# PROMPT:
In this exercise, return each entry exactly as given.

=== Begin Enclosure ===

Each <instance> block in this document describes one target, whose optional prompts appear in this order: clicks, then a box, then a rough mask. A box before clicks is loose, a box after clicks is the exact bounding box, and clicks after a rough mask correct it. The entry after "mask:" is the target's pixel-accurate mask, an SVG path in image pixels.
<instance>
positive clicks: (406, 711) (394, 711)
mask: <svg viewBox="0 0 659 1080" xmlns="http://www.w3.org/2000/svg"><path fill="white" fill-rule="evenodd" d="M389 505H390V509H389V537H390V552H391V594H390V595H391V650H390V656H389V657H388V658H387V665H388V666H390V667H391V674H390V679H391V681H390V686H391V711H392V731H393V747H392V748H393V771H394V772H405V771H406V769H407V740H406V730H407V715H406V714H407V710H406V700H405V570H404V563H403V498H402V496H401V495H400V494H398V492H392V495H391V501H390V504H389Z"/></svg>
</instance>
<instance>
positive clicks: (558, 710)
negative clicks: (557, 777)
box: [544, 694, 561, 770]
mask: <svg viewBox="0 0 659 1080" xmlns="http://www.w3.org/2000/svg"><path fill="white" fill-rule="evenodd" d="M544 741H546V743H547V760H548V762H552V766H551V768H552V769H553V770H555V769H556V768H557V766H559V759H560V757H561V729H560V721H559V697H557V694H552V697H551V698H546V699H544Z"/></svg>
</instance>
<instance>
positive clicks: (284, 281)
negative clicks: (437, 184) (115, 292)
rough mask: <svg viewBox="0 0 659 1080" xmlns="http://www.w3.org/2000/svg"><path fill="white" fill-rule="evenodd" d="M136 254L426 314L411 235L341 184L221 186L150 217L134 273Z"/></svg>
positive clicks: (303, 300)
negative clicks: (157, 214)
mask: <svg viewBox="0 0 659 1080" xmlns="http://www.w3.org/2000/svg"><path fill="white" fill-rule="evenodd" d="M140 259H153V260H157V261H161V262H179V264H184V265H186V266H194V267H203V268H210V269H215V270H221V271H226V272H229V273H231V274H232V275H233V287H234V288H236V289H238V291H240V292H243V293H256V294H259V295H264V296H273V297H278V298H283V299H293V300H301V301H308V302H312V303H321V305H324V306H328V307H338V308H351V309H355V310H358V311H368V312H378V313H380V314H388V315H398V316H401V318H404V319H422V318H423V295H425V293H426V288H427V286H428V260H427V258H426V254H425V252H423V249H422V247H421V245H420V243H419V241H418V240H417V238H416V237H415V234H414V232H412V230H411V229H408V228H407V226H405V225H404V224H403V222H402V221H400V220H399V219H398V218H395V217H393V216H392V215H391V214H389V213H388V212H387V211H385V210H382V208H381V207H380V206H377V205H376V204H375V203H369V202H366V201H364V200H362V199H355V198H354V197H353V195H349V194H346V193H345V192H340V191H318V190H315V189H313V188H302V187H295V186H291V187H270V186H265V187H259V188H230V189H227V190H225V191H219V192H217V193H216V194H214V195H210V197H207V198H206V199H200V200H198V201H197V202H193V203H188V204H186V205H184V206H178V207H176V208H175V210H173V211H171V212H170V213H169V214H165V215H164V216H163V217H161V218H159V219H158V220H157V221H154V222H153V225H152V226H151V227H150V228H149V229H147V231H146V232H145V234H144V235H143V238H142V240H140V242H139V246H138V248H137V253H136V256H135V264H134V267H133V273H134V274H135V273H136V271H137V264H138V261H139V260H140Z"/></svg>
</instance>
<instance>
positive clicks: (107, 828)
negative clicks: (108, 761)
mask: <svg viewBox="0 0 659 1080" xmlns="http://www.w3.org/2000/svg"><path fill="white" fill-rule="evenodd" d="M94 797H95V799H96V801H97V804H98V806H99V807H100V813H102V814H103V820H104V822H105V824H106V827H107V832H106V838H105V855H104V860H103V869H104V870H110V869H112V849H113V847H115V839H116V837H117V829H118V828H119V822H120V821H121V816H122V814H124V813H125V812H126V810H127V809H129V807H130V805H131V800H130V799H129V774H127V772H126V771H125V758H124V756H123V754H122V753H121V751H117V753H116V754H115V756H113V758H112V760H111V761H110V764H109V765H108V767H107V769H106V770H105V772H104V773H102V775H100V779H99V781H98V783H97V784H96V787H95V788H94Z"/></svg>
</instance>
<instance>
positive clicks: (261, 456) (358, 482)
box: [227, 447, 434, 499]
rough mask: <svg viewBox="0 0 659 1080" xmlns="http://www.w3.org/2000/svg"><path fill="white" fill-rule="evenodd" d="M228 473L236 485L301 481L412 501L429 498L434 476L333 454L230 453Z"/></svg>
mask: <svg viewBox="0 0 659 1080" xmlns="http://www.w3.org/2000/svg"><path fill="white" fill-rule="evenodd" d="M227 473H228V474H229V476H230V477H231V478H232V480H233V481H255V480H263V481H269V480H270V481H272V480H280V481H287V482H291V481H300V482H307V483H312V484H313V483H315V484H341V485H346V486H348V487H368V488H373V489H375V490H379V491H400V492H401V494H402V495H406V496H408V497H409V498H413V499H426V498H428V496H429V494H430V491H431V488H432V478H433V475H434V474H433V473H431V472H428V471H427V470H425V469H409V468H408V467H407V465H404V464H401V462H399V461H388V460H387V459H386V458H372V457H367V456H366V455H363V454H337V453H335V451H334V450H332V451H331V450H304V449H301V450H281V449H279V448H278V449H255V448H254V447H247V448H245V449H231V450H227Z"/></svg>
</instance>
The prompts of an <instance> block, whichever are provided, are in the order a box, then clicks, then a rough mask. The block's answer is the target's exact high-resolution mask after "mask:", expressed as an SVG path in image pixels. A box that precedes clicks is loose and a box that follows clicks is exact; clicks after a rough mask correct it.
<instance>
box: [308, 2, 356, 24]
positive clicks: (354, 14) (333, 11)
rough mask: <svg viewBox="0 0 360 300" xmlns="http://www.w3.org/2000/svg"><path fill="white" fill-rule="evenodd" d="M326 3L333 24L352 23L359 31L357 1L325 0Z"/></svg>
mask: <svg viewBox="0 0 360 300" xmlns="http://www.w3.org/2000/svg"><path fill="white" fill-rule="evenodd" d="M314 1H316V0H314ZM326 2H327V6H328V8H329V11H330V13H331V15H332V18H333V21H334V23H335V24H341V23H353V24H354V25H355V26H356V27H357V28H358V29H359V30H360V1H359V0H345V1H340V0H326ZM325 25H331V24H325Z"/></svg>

=== End Enclosure ===

# RESPONSE BOX:
Each <instance> block in this document describes one target, whose optional prompts appear in this order: clicks, then a box, then a rough mask. A box before clicks is loose, a box after clicks is the exact bounding box, and clicks after a rough mask correct it. The entry after "mask:" is the target's pixel-accurate mask, an SVG path in image pixels.
<instance>
positive clicks: (406, 711) (394, 711)
mask: <svg viewBox="0 0 659 1080" xmlns="http://www.w3.org/2000/svg"><path fill="white" fill-rule="evenodd" d="M389 505H390V509H389V537H390V552H391V594H390V595H391V650H390V656H389V657H388V658H387V665H388V666H390V667H391V674H390V679H391V681H390V686H391V711H392V731H393V747H392V748H393V771H394V772H405V771H406V769H407V740H406V730H407V715H406V714H407V710H406V700H405V570H404V563H403V498H402V496H401V495H400V494H398V492H392V495H391V501H390V504H389Z"/></svg>
</instance>
<instance>
positive clicks: (558, 710)
negative clicks: (557, 777)
box: [544, 694, 561, 770]
mask: <svg viewBox="0 0 659 1080" xmlns="http://www.w3.org/2000/svg"><path fill="white" fill-rule="evenodd" d="M544 741H546V743H547V760H548V762H552V766H551V768H552V769H553V770H555V769H556V768H557V766H559V759H560V757H561V729H560V721H559V697H557V694H552V697H551V698H546V699H544Z"/></svg>
</instance>
<instance>
positive clicks: (284, 281)
negative clicks: (437, 184) (115, 292)
rough mask: <svg viewBox="0 0 659 1080" xmlns="http://www.w3.org/2000/svg"><path fill="white" fill-rule="evenodd" d="M136 254L426 314L411 235L341 184L221 186L150 217L134 273Z"/></svg>
positive clicks: (303, 300)
negative clicks: (157, 214)
mask: <svg viewBox="0 0 659 1080" xmlns="http://www.w3.org/2000/svg"><path fill="white" fill-rule="evenodd" d="M140 259H153V260H157V261H161V262H179V264H184V265H186V266H194V267H203V268H210V269H215V270H221V271H226V272H229V273H231V274H232V275H233V287H234V288H236V289H238V291H240V292H243V293H256V294H259V295H264V296H273V297H278V298H283V299H293V300H301V301H308V302H312V303H321V305H324V306H328V307H338V308H351V309H355V310H358V311H368V312H378V313H380V314H388V315H398V316H401V318H404V319H422V318H423V295H425V293H426V288H427V286H428V260H427V258H426V254H425V252H423V249H422V247H421V245H420V243H419V241H418V240H417V238H416V237H415V234H414V232H412V230H411V229H408V228H407V226H405V225H404V224H403V222H402V221H400V220H399V219H398V218H395V217H393V216H392V215H391V214H389V213H388V212H387V211H385V210H382V208H381V207H380V206H377V205H376V204H375V203H369V202H366V201H364V200H362V199H355V198H354V197H353V195H349V194H346V193H345V192H340V191H318V190H315V189H313V188H302V187H295V186H291V187H270V186H265V187H259V188H230V189H227V190H225V191H219V192H217V193H216V194H214V195H210V197H207V198H206V199H200V200H198V201H197V202H193V203H188V204H186V205H184V206H178V207H176V208H175V210H173V211H171V212H170V213H169V214H165V215H164V216H163V217H161V218H159V219H158V220H157V221H154V222H153V225H152V226H151V227H150V228H149V229H147V231H146V232H145V234H144V235H143V238H142V240H140V242H139V246H138V248H137V253H136V256H135V264H134V267H133V273H134V274H135V273H136V271H137V264H138V261H139V260H140Z"/></svg>
</instance>
<instance>
positive clicks: (107, 828)
negative clicks: (108, 761)
mask: <svg viewBox="0 0 659 1080" xmlns="http://www.w3.org/2000/svg"><path fill="white" fill-rule="evenodd" d="M94 797H95V799H96V801H97V804H98V806H99V807H100V813H102V814H103V820H104V822H105V824H106V827H107V832H106V838H105V855H104V860H103V869H104V870H110V869H112V849H113V847H115V839H116V837H117V829H118V828H119V822H120V821H121V816H122V814H124V813H125V812H126V810H127V809H129V807H130V805H131V800H130V799H129V774H127V772H126V771H125V758H124V756H123V754H122V753H121V751H117V753H116V754H115V756H113V758H112V760H111V761H110V764H109V765H108V767H107V769H106V770H105V772H104V773H102V775H100V779H99V781H98V783H97V784H96V787H95V788H94Z"/></svg>
</instance>
<instance>
positive clicks: (261, 456) (358, 482)
box: [227, 447, 434, 499]
rough mask: <svg viewBox="0 0 659 1080" xmlns="http://www.w3.org/2000/svg"><path fill="white" fill-rule="evenodd" d="M228 473L236 485L301 481L412 501L429 498L434 476L333 454L230 453Z"/></svg>
mask: <svg viewBox="0 0 659 1080" xmlns="http://www.w3.org/2000/svg"><path fill="white" fill-rule="evenodd" d="M227 473H228V474H229V476H230V477H231V478H232V480H233V481H255V480H263V481H269V480H270V481H272V480H280V481H287V482H291V481H300V482H307V483H312V484H313V483H315V484H341V485H346V486H348V487H368V488H373V489H375V490H379V491H400V492H401V494H402V495H406V496H408V497H409V498H413V499H426V498H428V496H429V494H430V491H431V488H432V478H433V475H434V474H433V473H431V472H428V471H427V470H425V469H409V468H408V467H407V465H404V464H401V462H399V461H388V460H387V459H386V458H372V457H367V456H366V455H363V454H337V453H335V451H334V450H332V451H331V450H304V449H301V450H281V449H279V448H278V449H255V448H254V447H247V448H245V449H231V450H227Z"/></svg>
</instance>
The prompts of an <instance> block, whichever are provided, are in the order a box, then clicks, then a rough mask. The block's answer is the target's exact high-resolution mask after "mask:", expressed as an SVG path in image pixels. A box that precedes clicks is loose and a box that follows clicks is exact; clicks after a rough mask correct it.
<instance>
box: [308, 2, 356, 24]
positive clicks: (354, 14) (333, 11)
rough mask: <svg viewBox="0 0 360 300" xmlns="http://www.w3.org/2000/svg"><path fill="white" fill-rule="evenodd" d="M326 3L333 24L352 23L359 31L357 1L325 0Z"/></svg>
mask: <svg viewBox="0 0 360 300" xmlns="http://www.w3.org/2000/svg"><path fill="white" fill-rule="evenodd" d="M314 1H316V0H314ZM326 2H327V6H328V8H329V11H330V13H331V15H332V18H333V21H334V23H335V24H341V23H353V24H354V25H355V26H356V27H357V28H358V29H359V30H360V1H359V0H345V1H340V0H326ZM325 25H331V24H325Z"/></svg>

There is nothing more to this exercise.